▶ [Your objective] Continue the news report on the Okanagan Lake second-bridge decision, picking up after its final sentence.

▶ [Given passage]
The provincial government has no plans to build a second bridge across Okanagan Lake

2nd crossing not an option

A second bridge across Okanagan Lake either just north or south of the current William R. Bennett Bridge is not in the cards in the coming years.

The idea, which has been discussed dating back to before the opening of the present bridge in 2008, and included in a Central Okanagan transportation study, was shot down by Ministry of Transportation and Infrastructure staff during a presentation on the now complete Central Okanagan Integrated Transportation Strategy.

The strategy, which looked at a potential second bridge in the context of an overall regional transportation context, doesn't make sense and would do little to achieve transportation goals into the future.

"A second crossing doesn't solve the problem you think it would," a ministry staffer told council.

He says one would think with a second bridge you would just split the difference traffic-wise between the two.

Not so.

"It doesn't exactly work that way. What we find is most people want to be in the core which in this case is downtown Kelowna, so they would tend to stay in the existing bridge.

"Relatively few people actually travel all the way through the community. They want to get to places along the existing corridor, so we see the demand for the new crossing would be relatively low."

The benefits he says would be modest and very short lived. A very expensive project for minimal benefit.

MoTI staff also say the goal of the strategy and that of the municipalities across the region, is to encourage development in three identified core areas of downtown Westbank, the Kelowna portion between the bridge and Highway 33 and Lake Country Town Centre.

The strategy which will also be presented to West Kelowna, Lake Country, Peachland and WFN councils and the RDCO board outlines several initiatives over a 20 year horizon.

▶ [Material provided]
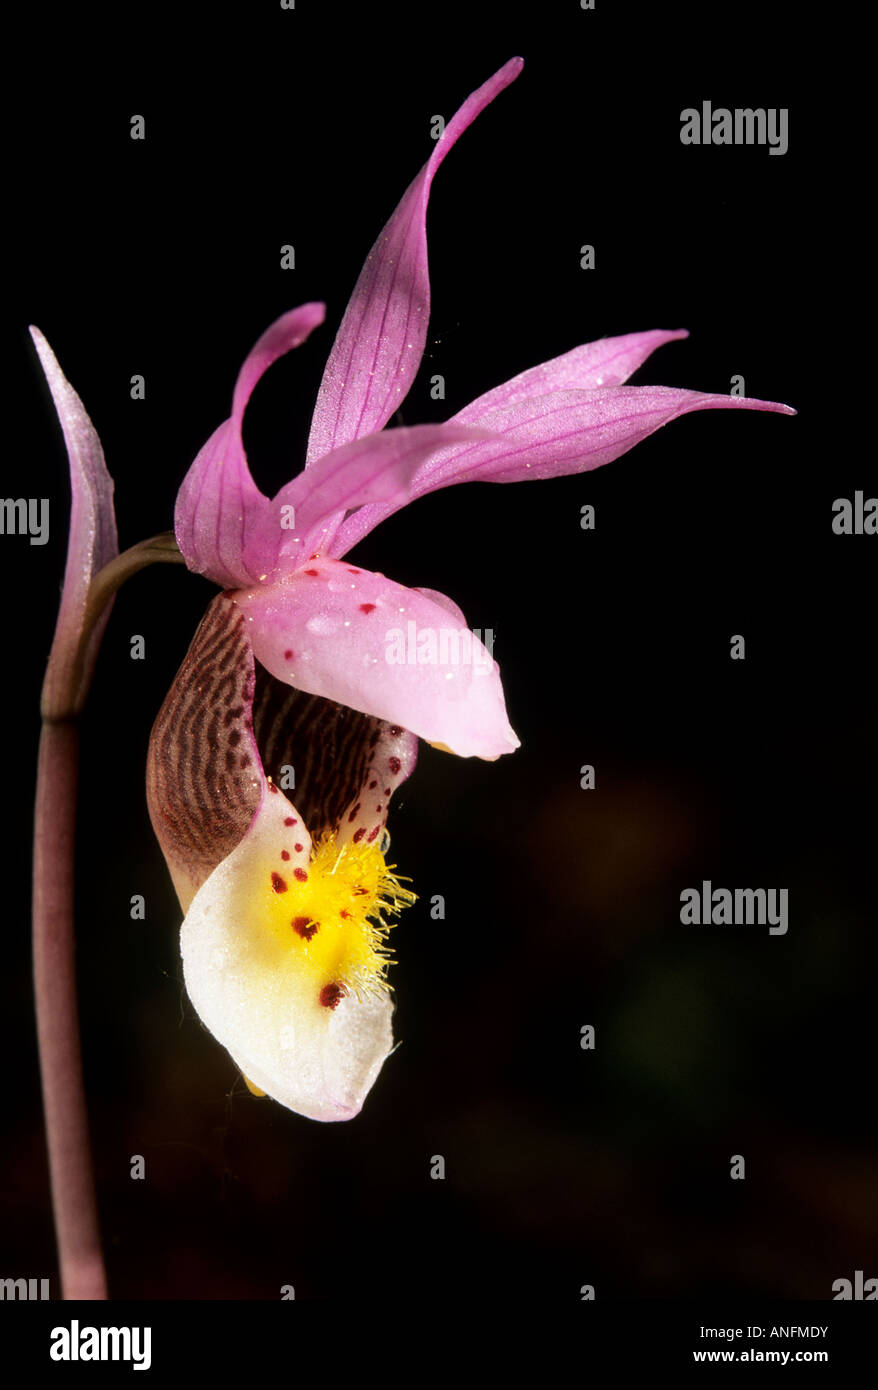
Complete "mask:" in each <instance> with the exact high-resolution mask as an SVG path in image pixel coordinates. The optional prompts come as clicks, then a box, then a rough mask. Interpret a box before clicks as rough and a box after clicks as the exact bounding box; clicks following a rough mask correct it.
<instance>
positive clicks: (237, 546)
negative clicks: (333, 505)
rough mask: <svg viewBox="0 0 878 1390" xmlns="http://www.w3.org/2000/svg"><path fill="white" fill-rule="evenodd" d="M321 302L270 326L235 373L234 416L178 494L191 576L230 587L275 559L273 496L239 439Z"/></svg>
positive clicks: (243, 446)
mask: <svg viewBox="0 0 878 1390" xmlns="http://www.w3.org/2000/svg"><path fill="white" fill-rule="evenodd" d="M324 314H325V309H324V306H322V304H315V303H310V304H301V307H299V309H292V310H290V311H289V313H288V314H283V316H282V317H281V318H278V320H276V322H274V324H272V325H271V328H268V329H267V331H265V332H264V334H263V336H261V338H260V339H258V342H257V343H256V345H254V347H253V349H251V350H250V353H249V354H247V357H246V360H245V364H243V367H242V368H240V373H239V375H238V382H236V386H235V396H233V402H232V414H231V417H229V418H228V420H226V421H224V423H222V424H221V425H219V427H218V430H215V431H214V434H213V435H211V436H210V439H208V441H207V443H206V445H204V448H203V449H201V450H200V453H199V456H197V459H196V460H194V463H193V464H192V467H190V468H189V473H188V474H186V477H185V480H183V485H182V486H181V489H179V492H178V496H176V509H175V513H174V530H175V534H176V543H178V545H179V548H181V552H182V555H183V559H185V560H186V564H188V566H189V569H190V570H194V571H196V573H197V574H206V575H207V577H208V578H211V580H214V582H215V584H221V585H224V587H225V588H240V587H246V585H249V584H253V582H256V581H257V580H258V577H260V574H265V573H268V571H270V570H271V569H272V566H274V562H275V559H276V538H275V535H274V527H268V528H267V527H265V520H267V517H268V506H270V503H268V498H265V496H264V495H263V493H261V492H260V489H258V488H257V485H256V482H254V481H253V478H251V475H250V468H249V466H247V456H246V453H245V446H243V439H242V434H240V427H242V420H243V414H245V410H246V406H247V402H249V399H250V395H251V392H253V388H254V386H256V384H257V381H258V379H260V377H261V375H263V374H264V373H265V371H267V370H268V367H270V366H271V364H272V363H274V361H276V359H278V357H281V356H283V353H288V352H290V349H292V347H297V346H299V345H300V343H303V342H304V341H306V338H307V336H308V334H310V332H311V331H313V329H314V328H315V327H317V325H318V324H321V322H322V321H324Z"/></svg>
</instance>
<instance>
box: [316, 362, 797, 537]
mask: <svg viewBox="0 0 878 1390" xmlns="http://www.w3.org/2000/svg"><path fill="white" fill-rule="evenodd" d="M693 410H774V411H778V413H781V414H788V416H795V414H796V411H795V410H793V409H792V406H784V404H779V403H778V402H774V400H753V399H750V398H749V396H725V395H709V393H706V392H700V391H682V389H678V388H677V386H603V388H600V389H599V391H553V392H549V393H547V395H545V396H533V398H532V399H529V400H517V402H514V403H513V404H508V406H500V407H497V409H493V410H486V411H482V413H479V416H478V424H479V425H481V427H483V428H485V430H486V431H489V438H488V439H482V441H479V442H475V443H461V445H454V446H453V448H450V449H449V450H442V452H440V453H438V455H433V456H432V457H431V459H428V460H426V463H425V464H424V466H422V467H421V468H420V470H418V474H417V477H415V478H414V480H413V482H411V499H413V500H414V499H415V498H420V496H424V495H425V493H428V492H436V491H438V489H439V488H447V486H452V485H453V484H457V482H524V481H528V480H535V478H558V477H563V475H565V474H571V473H588V471H590V470H592V468H599V467H600V466H602V464H604V463H611V461H613V460H614V459H618V457H620V456H621V455H624V453H628V450H629V449H633V446H635V445H638V443H640V441H642V439H646V438H647V436H649V435H650V434H654V432H656V430H660V428H661V425H667V424H670V421H671V420H677V418H678V417H679V416H685V414H689V413H690V411H693ZM456 418H458V417H456ZM449 423H450V421H449ZM396 510H399V507H397V505H395V503H392V502H383V503H372V505H371V506H365V507H361V509H360V510H358V512H356V513H354V514H353V516H350V517H349V518H347V520H346V521H343V523H342V525H340V527H339V528H338V531H336V534H335V538H333V541H332V545H331V546H329V553H331V555H332V556H336V557H338V556H342V555H346V553H347V550H350V548H351V546H353V545H356V543H357V541H361V539H363V537H364V535H368V532H370V531H372V530H374V527H376V525H378V524H379V523H381V521H383V520H385V517H389V516H390V514H392V513H393V512H396Z"/></svg>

▶ [Reply to the exercise]
However, ministry Southern Interior regional executive director Steve Sirett says we're not even close to construction on any of the potential projects outlined in the strategy.

"There is no construction funding for any of the projects," he says.

"There is a lot of work to be done. Even if I received construction funding for any of these projects today, it would be three to five years out for the project to actually move forward, especially when we talk about the complexity of the Okanagan and the Highway 97 corridor."

He says the good news is the next set of priorities have now been identified to move forward.

Some of the projects identified include elimination of the couplet through downtown Westbank, creation of interchanges at Boucherie and Westlake roads, similar to that at Westside Road to allow traffic to flow smoother.

There are also discussions around adding a sixth lane to the William R. Bennett Bridge, potentially for buses only to make transit a more attractive option.

The same could be done through the city of Kelowna.

Also on the books is the north end connector which would link Clement Avenue with Highway 33. The province recently pledged $600,000 for planning a preliminary design work which the city will match.

Other projects moving north include work around the Gateway in the Reid's Corner area, a future airport interchange and work at Commonwealth Road.